# [Task to carry out]
What lines in the records below mention "nose"? List them all.

◇ ◇ ◇ ◇ ◇

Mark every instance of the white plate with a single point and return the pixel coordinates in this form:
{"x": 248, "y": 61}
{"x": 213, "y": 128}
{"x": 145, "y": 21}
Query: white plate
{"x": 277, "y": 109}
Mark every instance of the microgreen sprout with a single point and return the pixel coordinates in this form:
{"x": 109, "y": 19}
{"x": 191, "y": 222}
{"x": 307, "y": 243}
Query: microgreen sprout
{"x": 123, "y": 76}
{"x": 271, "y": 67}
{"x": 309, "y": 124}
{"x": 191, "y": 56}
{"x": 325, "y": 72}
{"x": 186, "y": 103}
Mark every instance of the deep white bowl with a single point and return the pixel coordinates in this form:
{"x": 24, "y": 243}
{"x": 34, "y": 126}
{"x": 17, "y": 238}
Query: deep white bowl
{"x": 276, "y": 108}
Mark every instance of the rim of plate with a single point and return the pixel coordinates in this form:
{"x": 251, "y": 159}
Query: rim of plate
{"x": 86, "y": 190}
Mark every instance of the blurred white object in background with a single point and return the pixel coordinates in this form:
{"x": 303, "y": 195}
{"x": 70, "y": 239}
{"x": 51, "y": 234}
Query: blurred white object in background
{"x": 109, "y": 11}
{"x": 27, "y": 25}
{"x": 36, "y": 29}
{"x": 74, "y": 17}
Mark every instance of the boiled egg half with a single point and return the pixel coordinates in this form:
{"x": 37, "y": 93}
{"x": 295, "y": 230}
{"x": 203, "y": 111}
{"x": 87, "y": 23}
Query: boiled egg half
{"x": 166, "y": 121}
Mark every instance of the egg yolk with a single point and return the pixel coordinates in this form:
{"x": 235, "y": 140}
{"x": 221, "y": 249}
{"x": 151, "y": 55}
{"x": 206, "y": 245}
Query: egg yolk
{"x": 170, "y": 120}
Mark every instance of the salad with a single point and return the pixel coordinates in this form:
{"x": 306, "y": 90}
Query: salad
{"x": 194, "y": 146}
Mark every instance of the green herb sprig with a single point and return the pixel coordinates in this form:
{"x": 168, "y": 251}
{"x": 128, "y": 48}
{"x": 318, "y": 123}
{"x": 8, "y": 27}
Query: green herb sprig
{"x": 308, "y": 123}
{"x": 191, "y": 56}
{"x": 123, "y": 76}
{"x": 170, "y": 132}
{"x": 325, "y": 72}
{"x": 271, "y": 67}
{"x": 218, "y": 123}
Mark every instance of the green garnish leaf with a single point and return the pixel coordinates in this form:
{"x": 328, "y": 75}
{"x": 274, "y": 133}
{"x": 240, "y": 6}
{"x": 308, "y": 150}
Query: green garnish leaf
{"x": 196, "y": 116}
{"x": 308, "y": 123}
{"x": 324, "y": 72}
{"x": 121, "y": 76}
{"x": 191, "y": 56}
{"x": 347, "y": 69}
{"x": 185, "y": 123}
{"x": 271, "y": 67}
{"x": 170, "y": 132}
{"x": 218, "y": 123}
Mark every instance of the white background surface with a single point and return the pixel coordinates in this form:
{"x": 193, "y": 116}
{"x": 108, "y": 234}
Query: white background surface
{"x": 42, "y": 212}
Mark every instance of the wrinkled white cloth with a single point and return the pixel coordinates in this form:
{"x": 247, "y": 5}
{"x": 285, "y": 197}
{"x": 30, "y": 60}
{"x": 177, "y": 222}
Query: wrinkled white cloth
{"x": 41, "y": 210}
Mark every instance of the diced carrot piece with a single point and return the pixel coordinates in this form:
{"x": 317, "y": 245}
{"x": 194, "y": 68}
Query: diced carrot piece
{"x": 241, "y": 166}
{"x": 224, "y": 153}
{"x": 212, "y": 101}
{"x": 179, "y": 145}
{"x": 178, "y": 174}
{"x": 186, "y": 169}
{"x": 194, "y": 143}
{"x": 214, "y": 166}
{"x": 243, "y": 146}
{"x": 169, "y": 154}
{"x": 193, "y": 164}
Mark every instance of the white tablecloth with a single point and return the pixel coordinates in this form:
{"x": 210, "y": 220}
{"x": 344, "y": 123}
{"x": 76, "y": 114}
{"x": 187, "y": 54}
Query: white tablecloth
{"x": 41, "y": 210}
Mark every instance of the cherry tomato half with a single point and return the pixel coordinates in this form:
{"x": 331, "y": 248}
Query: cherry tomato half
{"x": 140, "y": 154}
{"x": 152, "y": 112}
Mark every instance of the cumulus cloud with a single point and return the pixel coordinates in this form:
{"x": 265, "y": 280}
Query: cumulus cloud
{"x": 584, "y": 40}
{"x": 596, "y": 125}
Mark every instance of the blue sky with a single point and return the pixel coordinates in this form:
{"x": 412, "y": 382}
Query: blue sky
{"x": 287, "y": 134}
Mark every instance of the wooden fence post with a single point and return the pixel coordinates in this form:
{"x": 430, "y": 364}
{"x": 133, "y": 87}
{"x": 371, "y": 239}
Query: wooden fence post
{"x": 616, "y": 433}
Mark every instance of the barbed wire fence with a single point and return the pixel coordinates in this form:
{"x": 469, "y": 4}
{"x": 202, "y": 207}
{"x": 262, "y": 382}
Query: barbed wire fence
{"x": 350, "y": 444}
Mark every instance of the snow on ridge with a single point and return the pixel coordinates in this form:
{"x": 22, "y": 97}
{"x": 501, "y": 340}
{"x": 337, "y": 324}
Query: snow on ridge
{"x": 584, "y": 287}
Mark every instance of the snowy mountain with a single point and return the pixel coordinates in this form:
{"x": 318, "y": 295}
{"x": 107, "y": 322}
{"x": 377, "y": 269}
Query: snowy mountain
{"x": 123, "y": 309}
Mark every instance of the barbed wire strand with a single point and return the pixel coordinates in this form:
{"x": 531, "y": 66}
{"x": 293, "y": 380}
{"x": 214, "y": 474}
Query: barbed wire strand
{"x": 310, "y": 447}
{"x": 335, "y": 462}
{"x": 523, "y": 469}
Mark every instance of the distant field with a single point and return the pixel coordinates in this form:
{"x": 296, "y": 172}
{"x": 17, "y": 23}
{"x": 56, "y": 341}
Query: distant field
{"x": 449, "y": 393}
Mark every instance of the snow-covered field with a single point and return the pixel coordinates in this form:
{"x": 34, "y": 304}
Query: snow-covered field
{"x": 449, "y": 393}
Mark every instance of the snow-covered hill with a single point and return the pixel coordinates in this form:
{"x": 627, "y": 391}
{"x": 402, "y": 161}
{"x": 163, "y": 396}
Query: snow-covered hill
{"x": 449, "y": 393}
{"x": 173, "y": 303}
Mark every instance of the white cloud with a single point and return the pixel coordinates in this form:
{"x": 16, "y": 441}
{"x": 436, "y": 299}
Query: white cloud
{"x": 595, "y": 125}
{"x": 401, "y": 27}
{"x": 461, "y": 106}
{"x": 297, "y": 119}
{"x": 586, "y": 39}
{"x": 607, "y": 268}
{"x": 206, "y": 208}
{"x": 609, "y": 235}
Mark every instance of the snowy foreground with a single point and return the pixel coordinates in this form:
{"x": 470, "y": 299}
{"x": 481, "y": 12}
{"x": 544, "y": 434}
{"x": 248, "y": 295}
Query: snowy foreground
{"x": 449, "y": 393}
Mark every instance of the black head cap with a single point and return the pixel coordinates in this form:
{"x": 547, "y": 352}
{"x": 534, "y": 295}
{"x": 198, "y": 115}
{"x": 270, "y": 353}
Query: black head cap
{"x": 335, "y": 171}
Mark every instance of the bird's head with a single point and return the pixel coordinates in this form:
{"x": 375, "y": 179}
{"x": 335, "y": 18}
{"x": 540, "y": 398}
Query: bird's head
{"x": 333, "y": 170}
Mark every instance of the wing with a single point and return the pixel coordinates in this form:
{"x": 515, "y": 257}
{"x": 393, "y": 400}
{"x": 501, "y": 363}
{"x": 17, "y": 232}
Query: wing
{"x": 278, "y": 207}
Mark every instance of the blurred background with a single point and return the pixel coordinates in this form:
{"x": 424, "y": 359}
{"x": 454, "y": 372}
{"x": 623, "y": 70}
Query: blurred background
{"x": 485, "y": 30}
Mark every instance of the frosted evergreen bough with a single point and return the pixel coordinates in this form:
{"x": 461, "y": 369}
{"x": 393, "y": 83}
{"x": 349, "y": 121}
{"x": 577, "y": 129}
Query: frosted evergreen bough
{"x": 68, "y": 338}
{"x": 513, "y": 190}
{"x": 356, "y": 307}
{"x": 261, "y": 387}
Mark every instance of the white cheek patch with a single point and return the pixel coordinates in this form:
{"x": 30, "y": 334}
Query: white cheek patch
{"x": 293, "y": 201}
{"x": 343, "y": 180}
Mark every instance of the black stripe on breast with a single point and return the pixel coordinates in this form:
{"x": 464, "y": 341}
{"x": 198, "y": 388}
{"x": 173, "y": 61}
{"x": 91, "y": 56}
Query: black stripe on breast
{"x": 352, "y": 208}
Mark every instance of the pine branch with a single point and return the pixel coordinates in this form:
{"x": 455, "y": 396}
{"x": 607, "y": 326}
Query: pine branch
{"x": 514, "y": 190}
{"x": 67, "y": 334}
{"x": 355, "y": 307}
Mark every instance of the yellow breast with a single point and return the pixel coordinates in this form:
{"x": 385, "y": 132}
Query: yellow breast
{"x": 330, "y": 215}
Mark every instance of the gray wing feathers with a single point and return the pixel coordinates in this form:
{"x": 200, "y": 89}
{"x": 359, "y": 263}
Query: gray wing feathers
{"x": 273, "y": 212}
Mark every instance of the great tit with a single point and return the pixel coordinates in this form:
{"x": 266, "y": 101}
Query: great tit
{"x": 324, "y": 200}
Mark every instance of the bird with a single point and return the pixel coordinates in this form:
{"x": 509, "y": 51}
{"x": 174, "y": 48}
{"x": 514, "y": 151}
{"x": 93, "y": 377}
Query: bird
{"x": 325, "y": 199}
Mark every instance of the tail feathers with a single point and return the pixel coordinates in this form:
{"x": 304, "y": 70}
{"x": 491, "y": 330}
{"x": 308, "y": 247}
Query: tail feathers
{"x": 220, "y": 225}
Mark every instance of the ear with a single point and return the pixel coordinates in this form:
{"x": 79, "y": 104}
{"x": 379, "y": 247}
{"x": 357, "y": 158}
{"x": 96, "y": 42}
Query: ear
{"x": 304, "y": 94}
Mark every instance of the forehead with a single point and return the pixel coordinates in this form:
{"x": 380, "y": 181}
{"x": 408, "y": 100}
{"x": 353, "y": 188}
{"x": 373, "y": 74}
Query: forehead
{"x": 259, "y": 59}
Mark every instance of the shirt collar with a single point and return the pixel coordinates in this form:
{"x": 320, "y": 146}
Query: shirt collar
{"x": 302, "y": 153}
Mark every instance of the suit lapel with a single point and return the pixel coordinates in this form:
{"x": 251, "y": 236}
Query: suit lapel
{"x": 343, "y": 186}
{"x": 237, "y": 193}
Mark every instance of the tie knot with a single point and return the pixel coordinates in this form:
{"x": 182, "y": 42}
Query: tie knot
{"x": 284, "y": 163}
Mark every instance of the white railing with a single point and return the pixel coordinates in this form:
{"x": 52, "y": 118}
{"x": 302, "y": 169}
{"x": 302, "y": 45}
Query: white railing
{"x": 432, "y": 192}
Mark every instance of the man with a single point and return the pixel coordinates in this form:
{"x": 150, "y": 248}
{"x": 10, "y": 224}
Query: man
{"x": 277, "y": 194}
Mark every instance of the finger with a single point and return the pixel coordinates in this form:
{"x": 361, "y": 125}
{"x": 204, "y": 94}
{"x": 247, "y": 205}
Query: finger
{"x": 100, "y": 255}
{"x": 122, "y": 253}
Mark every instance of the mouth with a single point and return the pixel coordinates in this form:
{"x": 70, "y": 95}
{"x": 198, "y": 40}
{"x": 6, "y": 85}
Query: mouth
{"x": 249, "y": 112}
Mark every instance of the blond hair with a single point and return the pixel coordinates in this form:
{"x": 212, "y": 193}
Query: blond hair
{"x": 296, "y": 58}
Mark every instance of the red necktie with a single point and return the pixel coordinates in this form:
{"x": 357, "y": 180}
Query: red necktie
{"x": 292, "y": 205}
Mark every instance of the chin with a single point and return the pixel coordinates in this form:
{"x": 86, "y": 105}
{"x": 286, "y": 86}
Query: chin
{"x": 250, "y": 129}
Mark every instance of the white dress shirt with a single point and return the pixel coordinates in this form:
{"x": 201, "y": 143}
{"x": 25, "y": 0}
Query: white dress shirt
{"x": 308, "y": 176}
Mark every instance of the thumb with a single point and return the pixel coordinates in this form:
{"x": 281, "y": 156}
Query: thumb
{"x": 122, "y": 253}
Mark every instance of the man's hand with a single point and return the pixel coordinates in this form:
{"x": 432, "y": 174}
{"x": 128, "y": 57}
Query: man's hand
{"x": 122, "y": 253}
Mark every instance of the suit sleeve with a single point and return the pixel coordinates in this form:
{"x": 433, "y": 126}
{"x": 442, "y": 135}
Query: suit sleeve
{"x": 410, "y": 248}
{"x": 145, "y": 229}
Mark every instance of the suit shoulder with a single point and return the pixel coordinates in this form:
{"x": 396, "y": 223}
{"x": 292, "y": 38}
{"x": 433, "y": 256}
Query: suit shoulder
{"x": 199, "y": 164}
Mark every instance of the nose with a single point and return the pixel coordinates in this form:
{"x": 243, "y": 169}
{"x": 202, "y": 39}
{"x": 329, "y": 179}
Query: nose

◇ ◇ ◇ ◇ ◇

# [Answer to the exercise]
Mark every instance of the nose with a single point and return the pixel coordinates in this form:
Query: nose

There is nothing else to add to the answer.